Summary
reversing suppression order and remanding for trial court to determine whether police retained defendant's driver's license and Greyhound bus ticket throughout encounter or promptly returned them to defendant, where former conduct could transform an encounter to a seizure if defendant's freedom was thereby restrained
Summary of this case from State v. RobinsonOpinion
No. 88-0029.
October 19, 1988.
Appeal from the Circuit Court, Palm Beach County, Harold J. Cohen, J.
Robert A. Butterworth, Atty. Gen., Tallahassee, Mardi Levey Cohen and Eddie J. Bell, Asst. Attys. Gen., West Palm Beach, for appellant.
Michael Salnick and Theodore S. Booras of Salnick Krischer, West Palm Beach, for appellee.
The prosecution appeals suppression of cocaine and of statements to the police by appellee. We remand with direction.
With bus company permission, Officers Fahey and Lutz regularly work the West Palm Beach Greyhound bus station in plain clothes, boarding northbound busses and speaking with as many passengers as they can in the time the busses are at the station. On August 11, 1987, they were in the station when they saw a grey General Motors vehicle pull into the parking lot. Two white males debarked. They came into the station and one of them — the defendant — bought a ticket to Atlanta. Officer Fahey testified they did not behave suspiciously. Officer Fahey said he then made contact with the defendant, identifying himself as a police officer, and asking whether appellee would object to talking with him. Appellee answered no. Fahey testified he asked appellee for consent to search his luggage, telling him he could refuse the search, and appellee gave his consent. The search revealed a package of cocaine in a pocket at the bottom of one of the bags. Fahey said he read appellee his Miranda rights, after which appellee admitted he was to be paid $5,000 to deliver the cocaine in Atlanta.
On cross-examination, the officer did not remember when he asked to see appellee's ticket or identification — before or after the request for consent to search and the search. He said if he saw appellee's driver's license or travel ticket he would have handed it right back. He did not use the police department's waiver of consent form, nor did he tape the statements of appellee to him. He also admitted he had at another time said the payment appellee said he was to receive was $2,000.
Appellee testified Fahey asked for and appellee produced his Georgia driver's license bearing his photograph, and his bus ticket, and Fahey retained them throughout the encounter, which both parties agree would be — if established — improper police conduct, thus the determinative issue here. He said he twice refused to consent to the search, and consented the third time only because the officer said he would be detained and a warrant obtained if he did not consent; that the officer never told him he had the right to refuse the search; and that he never felt he was free to leave. He admitted he had had two prior felony convictions.

(Excerpts of pointing data)
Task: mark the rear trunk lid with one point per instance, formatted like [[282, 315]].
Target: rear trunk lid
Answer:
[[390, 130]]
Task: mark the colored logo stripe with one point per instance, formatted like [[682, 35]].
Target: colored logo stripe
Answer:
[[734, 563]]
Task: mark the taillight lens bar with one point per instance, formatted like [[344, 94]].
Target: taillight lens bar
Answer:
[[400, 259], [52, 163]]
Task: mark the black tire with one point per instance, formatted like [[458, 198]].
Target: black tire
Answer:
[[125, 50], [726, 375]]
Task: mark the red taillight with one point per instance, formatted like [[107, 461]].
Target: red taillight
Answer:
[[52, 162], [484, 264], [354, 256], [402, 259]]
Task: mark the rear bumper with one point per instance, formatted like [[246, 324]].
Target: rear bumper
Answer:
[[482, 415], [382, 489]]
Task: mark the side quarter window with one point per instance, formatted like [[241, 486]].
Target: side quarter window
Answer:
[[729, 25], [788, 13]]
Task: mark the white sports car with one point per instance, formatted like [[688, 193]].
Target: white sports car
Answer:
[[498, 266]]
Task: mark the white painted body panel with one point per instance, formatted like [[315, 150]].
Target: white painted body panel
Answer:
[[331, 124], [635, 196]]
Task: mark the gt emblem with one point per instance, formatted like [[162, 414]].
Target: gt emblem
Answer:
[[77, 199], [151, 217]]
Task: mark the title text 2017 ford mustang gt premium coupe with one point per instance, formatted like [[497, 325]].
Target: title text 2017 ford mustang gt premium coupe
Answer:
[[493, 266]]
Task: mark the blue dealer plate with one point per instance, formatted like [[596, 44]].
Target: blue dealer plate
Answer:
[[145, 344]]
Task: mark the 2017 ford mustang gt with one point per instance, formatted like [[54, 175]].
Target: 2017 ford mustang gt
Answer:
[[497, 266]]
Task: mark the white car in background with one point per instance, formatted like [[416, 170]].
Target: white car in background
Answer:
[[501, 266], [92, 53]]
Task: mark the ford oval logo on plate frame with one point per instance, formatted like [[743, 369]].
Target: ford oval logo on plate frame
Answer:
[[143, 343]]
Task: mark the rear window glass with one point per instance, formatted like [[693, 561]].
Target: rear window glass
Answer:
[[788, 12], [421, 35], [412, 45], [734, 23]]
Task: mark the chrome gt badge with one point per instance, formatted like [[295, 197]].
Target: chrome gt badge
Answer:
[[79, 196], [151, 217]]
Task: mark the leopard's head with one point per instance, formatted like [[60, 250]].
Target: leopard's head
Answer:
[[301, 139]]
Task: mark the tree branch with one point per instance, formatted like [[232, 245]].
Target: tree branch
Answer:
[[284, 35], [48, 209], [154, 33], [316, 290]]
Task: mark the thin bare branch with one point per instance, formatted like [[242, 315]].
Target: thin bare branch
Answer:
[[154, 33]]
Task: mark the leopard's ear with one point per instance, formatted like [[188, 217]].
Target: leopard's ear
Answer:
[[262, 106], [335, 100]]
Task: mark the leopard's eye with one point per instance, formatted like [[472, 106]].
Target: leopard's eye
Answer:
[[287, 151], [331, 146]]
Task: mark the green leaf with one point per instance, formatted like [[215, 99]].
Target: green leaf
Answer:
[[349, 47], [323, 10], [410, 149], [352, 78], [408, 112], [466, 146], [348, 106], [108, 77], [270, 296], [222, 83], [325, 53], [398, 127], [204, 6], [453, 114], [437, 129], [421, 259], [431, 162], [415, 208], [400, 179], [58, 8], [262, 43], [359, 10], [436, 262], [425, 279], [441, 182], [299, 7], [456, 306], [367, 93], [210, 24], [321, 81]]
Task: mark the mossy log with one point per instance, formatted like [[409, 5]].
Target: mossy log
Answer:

_Stated task:_
Continue the opinion on the cocaine suppression appeal from the point where it stops.

_Output:_
The court said that there having been not even arguable suspicion, let alone probable cause, the search could be justified only if there was a knowing, intelligent waiver of appellee's Fourth Amendment rights and a consent to search; that the standard of proof is not preponderance of the evidence but clear and convincing proof; and that while appellee's admitted prior convictions might have given the state a preponderance of the evidence, it did not give them clear and convincing proof.
In United States v. Waksal, 709 F.2d 653, 658-59 (11th Cir. 1983), it is stated that
[i]f the police, for example, do not interfere with a traveler's progress, do not summon those indicia of authority tending to cause anxiety among citizens, and delay a traveler for only a brief time, a stop could be of such limited scope and so non-coercive that it would not invoke the Fourth Amendment.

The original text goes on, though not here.